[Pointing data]
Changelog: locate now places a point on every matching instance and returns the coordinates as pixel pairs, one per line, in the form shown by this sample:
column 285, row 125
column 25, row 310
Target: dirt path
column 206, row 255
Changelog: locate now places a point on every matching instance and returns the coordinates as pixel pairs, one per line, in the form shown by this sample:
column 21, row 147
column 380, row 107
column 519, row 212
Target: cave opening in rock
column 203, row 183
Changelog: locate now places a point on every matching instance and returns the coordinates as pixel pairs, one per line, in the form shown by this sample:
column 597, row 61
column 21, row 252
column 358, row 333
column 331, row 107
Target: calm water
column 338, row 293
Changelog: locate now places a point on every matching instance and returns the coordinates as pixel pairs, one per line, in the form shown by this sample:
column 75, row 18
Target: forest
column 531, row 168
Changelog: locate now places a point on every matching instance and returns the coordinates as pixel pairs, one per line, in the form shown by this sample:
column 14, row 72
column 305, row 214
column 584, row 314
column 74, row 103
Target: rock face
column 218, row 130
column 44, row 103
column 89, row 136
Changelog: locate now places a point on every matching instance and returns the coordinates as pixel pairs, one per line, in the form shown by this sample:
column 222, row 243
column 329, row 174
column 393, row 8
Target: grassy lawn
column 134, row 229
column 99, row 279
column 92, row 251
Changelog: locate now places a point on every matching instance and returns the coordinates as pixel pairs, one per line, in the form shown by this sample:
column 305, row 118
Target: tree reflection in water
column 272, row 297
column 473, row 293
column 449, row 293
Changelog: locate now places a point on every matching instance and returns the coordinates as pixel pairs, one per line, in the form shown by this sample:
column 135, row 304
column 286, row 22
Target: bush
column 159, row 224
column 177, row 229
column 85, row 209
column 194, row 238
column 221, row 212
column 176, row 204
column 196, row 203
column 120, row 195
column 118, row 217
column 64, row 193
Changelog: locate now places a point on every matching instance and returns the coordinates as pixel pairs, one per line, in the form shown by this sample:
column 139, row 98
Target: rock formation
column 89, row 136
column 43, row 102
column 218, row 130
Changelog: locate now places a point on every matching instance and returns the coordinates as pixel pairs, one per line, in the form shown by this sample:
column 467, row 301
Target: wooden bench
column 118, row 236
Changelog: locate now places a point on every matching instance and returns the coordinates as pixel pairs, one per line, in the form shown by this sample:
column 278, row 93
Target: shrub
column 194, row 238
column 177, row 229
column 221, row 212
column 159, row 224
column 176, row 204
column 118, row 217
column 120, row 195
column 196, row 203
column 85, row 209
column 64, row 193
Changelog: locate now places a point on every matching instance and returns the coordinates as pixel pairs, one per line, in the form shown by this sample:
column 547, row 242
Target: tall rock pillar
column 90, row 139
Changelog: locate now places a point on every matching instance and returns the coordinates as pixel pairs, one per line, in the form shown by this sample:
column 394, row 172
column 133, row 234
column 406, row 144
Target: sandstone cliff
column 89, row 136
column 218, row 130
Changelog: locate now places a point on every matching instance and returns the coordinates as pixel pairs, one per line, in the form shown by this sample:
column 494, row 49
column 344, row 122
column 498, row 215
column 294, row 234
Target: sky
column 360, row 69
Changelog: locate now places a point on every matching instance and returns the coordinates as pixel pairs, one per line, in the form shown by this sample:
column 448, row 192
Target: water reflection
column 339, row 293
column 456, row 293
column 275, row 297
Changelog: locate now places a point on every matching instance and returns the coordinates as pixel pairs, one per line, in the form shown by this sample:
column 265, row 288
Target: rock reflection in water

* [Problem]
Update the data above by changing "Target" to "Object" throughout, leaving everything else unchanged.

* [The solution]
Changelog: locate now places a point on every matching instance and returns the coordinates as pixel pairs, one per line, in the form shown by this sample:
column 285, row 125
column 25, row 310
Object: dirt path
column 206, row 255
Changelog: locate now places a point on every matching instance and returns the coordinates as pixel pairs, one per line, in the form shown by this sample:
column 21, row 147
column 380, row 107
column 519, row 212
Object: cave opening in rock
column 203, row 183
Changelog: locate now places a point on every matching instance and returns the coordinates as pixel pairs, one per line, in the form shown by this sample:
column 597, row 61
column 21, row 252
column 358, row 333
column 331, row 107
Object: calm water
column 338, row 293
Changelog: locate now places a point on every matching instance and returns the coordinates as pixel pairs, one per line, in the form shown by this sample:
column 75, row 18
Object: forest
column 531, row 168
Changelog: locate now places a point on every matching instance and returns the coordinates as pixel pairs, one per line, in the form shown by this sample:
column 14, row 72
column 305, row 214
column 584, row 314
column 74, row 103
Object: rock face
column 218, row 130
column 44, row 103
column 89, row 136
Changelog: locate now places a point on every matching instance and returns the coordinates as pixel pairs, one per line, in the form shown by this sample:
column 222, row 243
column 329, row 174
column 393, row 8
Object: grassy lawn
column 134, row 229
column 99, row 279
column 92, row 251
Changelog: locate now places a point on every matching instance and returns the coordinates as pixel pairs, one per line, in the form shown by this sample:
column 305, row 118
Object: tree reflection in water
column 272, row 297
column 473, row 293
column 449, row 293
Changelog: locate now places a point on every matching instance and returns the coordinates as pixel pairs, one per line, in the form shown by this sample:
column 135, row 304
column 286, row 22
Object: bush
column 159, row 224
column 177, row 229
column 85, row 209
column 194, row 238
column 221, row 212
column 176, row 204
column 196, row 203
column 120, row 195
column 118, row 217
column 64, row 193
Changelog: locate now places a point on every matching instance and returns the coordinates as pixel pairs, one per line, in the form shown by this sample:
column 139, row 98
Object: rock formation
column 89, row 136
column 43, row 102
column 218, row 130
Changelog: locate now places a point on every matching instance and returns the coordinates as pixel pairs, one per line, in the form shown by this sample:
column 467, row 301
Object: wooden bench
column 118, row 236
Changelog: locate now places a point on every matching instance and returns the coordinates as pixel pairs, one per line, in the form shown by this sample:
column 278, row 93
Object: shrub
column 194, row 238
column 177, row 229
column 221, row 212
column 159, row 224
column 176, row 204
column 118, row 217
column 120, row 195
column 196, row 203
column 85, row 209
column 64, row 193
Changelog: locate now places a point on every matching instance and returns the coordinates as pixel pairs, one per line, in the form shown by this sample:
column 547, row 242
Object: tall rock pillar
column 90, row 139
Changelog: locate now places a point on every matching instance and returns the coordinates as pixel pairs, one per line, in the form shown by this sample:
column 394, row 172
column 133, row 234
column 406, row 144
Object: sandstone cliff
column 89, row 136
column 218, row 130
Changelog: locate now places a point on every matching instance and returns the coordinates as pixel pairs, one per line, in the form shown by this sample:
column 494, row 49
column 344, row 122
column 498, row 215
column 294, row 234
Object: sky
column 360, row 69
Changelog: locate now places a point on every matching instance and returns the coordinates as pixel pairs, one per line, in the form shown by this sample:
column 448, row 192
Object: water reflection
column 339, row 293
column 456, row 293
column 275, row 297
Changelog: locate now places a point on every matching instance and returns the coordinates as pixel pairs, one per line, in the form shown by this sample:
column 265, row 288
Object: rock reflection in water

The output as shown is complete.